[Natural-language object grounding data]
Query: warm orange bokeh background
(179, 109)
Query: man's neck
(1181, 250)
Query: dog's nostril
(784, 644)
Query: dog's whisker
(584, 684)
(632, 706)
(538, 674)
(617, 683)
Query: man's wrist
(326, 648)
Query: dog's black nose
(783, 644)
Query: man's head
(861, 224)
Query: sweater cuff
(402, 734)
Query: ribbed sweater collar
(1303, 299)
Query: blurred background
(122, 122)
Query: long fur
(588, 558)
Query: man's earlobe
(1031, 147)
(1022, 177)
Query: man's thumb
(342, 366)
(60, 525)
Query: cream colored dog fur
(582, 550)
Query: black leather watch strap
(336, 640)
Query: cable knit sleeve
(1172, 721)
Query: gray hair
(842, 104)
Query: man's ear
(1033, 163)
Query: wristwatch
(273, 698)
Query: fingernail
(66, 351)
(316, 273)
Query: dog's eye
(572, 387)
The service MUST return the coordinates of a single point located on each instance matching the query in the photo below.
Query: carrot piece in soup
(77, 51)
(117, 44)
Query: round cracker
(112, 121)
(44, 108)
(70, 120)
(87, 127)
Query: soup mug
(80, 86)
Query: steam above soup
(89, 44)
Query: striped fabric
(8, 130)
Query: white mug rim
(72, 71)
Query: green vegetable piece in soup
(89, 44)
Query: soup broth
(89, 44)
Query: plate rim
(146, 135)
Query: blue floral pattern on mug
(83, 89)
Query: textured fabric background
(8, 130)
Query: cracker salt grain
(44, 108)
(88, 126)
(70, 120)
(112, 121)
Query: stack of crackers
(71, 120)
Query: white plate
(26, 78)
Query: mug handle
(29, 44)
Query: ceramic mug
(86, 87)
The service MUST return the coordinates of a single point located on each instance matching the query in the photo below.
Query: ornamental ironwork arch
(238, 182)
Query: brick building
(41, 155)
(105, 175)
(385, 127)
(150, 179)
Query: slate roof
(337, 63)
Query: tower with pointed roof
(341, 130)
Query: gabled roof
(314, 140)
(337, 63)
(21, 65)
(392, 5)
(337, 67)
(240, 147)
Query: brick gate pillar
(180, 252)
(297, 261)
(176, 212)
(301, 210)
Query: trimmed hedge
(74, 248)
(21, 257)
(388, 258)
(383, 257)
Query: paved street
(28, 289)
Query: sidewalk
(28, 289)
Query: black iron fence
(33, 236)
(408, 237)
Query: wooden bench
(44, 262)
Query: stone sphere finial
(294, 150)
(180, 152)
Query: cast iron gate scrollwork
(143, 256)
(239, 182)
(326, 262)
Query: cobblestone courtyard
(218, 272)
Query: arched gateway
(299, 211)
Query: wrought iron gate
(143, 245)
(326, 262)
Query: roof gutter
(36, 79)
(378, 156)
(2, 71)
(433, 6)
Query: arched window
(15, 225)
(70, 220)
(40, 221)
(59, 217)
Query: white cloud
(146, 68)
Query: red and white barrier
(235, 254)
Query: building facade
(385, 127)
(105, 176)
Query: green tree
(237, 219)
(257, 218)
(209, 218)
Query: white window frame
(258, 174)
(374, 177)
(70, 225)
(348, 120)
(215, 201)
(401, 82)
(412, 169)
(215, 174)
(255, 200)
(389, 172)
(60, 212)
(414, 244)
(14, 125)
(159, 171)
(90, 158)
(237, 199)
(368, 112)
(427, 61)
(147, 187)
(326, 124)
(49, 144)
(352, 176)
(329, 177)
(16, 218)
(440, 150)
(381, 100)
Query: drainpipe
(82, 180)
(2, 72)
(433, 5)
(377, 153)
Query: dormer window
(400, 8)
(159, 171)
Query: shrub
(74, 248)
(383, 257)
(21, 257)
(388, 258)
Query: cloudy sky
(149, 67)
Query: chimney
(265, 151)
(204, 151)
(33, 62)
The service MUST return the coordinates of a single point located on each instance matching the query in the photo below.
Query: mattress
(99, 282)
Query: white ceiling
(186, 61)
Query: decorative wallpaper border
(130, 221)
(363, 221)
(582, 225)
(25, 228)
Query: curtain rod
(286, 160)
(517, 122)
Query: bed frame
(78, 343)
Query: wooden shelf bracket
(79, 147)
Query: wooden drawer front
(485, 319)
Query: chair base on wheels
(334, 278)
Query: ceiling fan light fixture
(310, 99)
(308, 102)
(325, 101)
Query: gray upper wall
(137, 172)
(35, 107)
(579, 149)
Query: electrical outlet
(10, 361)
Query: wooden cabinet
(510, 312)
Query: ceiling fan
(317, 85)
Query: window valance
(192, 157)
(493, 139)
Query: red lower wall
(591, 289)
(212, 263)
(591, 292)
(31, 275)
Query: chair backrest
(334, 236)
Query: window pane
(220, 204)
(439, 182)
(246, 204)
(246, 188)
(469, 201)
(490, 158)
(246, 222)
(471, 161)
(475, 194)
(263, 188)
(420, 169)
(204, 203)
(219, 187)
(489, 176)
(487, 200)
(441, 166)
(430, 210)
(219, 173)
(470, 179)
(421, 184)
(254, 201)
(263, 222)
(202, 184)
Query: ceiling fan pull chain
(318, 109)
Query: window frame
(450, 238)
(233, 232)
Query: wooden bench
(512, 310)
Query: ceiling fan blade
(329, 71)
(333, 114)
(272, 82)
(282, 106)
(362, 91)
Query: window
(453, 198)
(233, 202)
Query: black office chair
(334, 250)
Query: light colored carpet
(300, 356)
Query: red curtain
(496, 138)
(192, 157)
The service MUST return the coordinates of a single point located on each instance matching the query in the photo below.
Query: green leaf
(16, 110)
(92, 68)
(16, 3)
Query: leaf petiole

▶ **To do**: Every record above belongs in the answer, reproduced exactly.

▶ **The completed task**:
Query: warm orange bokeh background
(179, 109)
Query: man's neck
(1181, 250)
Query: dog's nostril
(784, 644)
Query: dog's whisker
(584, 684)
(632, 706)
(538, 674)
(617, 683)
Query: man's wrist
(326, 648)
Query: dog's black nose
(783, 644)
Query: man's head
(861, 224)
Query: sweater cuff
(402, 734)
Query: ribbed sweater collar
(1303, 299)
Query: blurred background
(122, 122)
Query: long fur
(588, 558)
Query: man's earlobe
(1031, 147)
(1022, 177)
Query: man's thumb
(342, 366)
(60, 525)
Query: cream colored dog fur
(582, 550)
Query: black leather watch strap
(336, 640)
Query: cable knit sleeve
(1172, 721)
Query: gray hair
(842, 104)
Query: man's ear
(1033, 163)
Query: wristwatch
(273, 698)
Query: fingernail
(66, 351)
(316, 273)
Query: dog's eye
(572, 387)
The service MUST return the coordinates of a single point located on each instance matching the query in the photo below.
Query: carrot piece in soup
(77, 51)
(117, 44)
Query: round cracker
(112, 121)
(44, 108)
(70, 120)
(87, 127)
Query: soup mug
(80, 86)
Query: steam above soup
(89, 44)
Query: striped fabric
(8, 130)
Query: white mug rim
(72, 71)
Query: green vegetable piece in soup
(89, 44)
Query: soup broth
(89, 44)
Query: plate rim
(146, 135)
Query: blue floral pattern on mug
(83, 89)
Query: textured fabric background
(8, 130)
Query: cracker salt grain
(44, 108)
(88, 126)
(70, 120)
(112, 121)
Query: stack of crackers
(71, 120)
Query: white plate
(26, 78)
Query: mug handle
(29, 44)
Query: ceramic mug
(86, 87)
The service MUST return the coordinates of a single point located on each instance matching the query in the photo below.
Query: ornamental ironwork arch
(238, 182)
Query: brick building
(41, 155)
(105, 175)
(385, 127)
(150, 179)
Query: slate roof
(337, 63)
Query: tower with pointed roof
(341, 130)
Query: gabled roof
(314, 140)
(337, 63)
(21, 65)
(392, 5)
(337, 67)
(240, 147)
Query: brick gate pillar
(180, 252)
(297, 261)
(176, 212)
(301, 210)
Query: trimmed hedge
(74, 248)
(21, 257)
(388, 258)
(383, 257)
Query: paved street
(28, 289)
Query: sidewalk
(28, 289)
Query: black iron fence
(33, 236)
(408, 237)
Query: wooden bench
(44, 262)
Query: stone sphere finial
(294, 150)
(180, 152)
Query: cast iron gate scrollwork
(143, 256)
(239, 182)
(326, 262)
Query: cobblestone courtyard
(218, 272)
Query: arched gateway
(299, 211)
Query: wrought iron gate
(143, 245)
(326, 262)
Query: roof gutter
(36, 79)
(378, 156)
(2, 71)
(433, 6)
Query: arched window
(15, 225)
(70, 220)
(40, 221)
(59, 217)
Query: white cloud
(146, 68)
Query: red and white barrier
(235, 254)
Query: building facade
(385, 127)
(105, 176)
Query: green tree
(237, 219)
(257, 218)
(209, 218)
Query: white window frame
(258, 174)
(374, 177)
(70, 225)
(348, 120)
(215, 201)
(401, 82)
(412, 169)
(215, 174)
(255, 200)
(389, 172)
(60, 212)
(414, 244)
(14, 125)
(159, 171)
(90, 158)
(237, 199)
(368, 112)
(427, 61)
(147, 187)
(326, 124)
(49, 144)
(352, 176)
(329, 177)
(16, 218)
(440, 150)
(381, 100)
Query: drainpipe
(82, 180)
(2, 72)
(433, 5)
(377, 153)
Query: dormer window
(400, 8)
(159, 171)
Query: shrub
(74, 248)
(383, 257)
(21, 257)
(388, 258)
Query: cloudy sky
(149, 67)
Query: chimney
(265, 151)
(204, 151)
(33, 62)
The service MUST return the coordinates of a single point located on each instance matching the query in the photo below.
Query: mattress
(99, 282)
Query: white ceiling
(186, 61)
Query: decorative wallpaper border
(130, 221)
(363, 221)
(582, 225)
(25, 228)
Query: curtain rod
(286, 160)
(517, 122)
Query: bed frame
(78, 343)
Query: wooden shelf bracket
(79, 147)
Query: wooden drawer front
(485, 319)
Query: chair base on wheels
(334, 278)
Query: ceiling fan light fixture
(310, 99)
(308, 102)
(325, 101)
Query: gray upper wall
(137, 172)
(35, 107)
(579, 149)
Query: electrical outlet
(10, 361)
Query: wooden cabinet
(510, 312)
Query: ceiling fan
(317, 85)
Query: window valance
(192, 157)
(493, 139)
Query: red lower wall
(591, 289)
(212, 263)
(591, 292)
(31, 275)
Query: chair backrest
(334, 236)
Query: window pane
(220, 204)
(439, 182)
(246, 204)
(246, 188)
(469, 201)
(490, 158)
(246, 222)
(471, 161)
(475, 194)
(263, 188)
(420, 169)
(204, 203)
(219, 187)
(489, 176)
(487, 200)
(441, 166)
(430, 210)
(219, 173)
(470, 179)
(421, 184)
(254, 201)
(263, 222)
(202, 184)
Query: ceiling fan pull chain
(318, 109)
Query: window frame
(450, 238)
(233, 232)
Query: wooden bench
(512, 310)
Query: ceiling fan blade
(329, 71)
(333, 114)
(272, 82)
(282, 106)
(362, 91)
Query: window
(453, 198)
(233, 202)
Query: black office chair
(334, 250)
Query: light colored carpet
(300, 356)
Query: red curtain
(496, 138)
(192, 157)
The service MUST return the coordinates of a single point located on each instance matching the query in the photo below.
Query: green leaf
(16, 110)
(92, 68)
(16, 3)
Query: leaf petiole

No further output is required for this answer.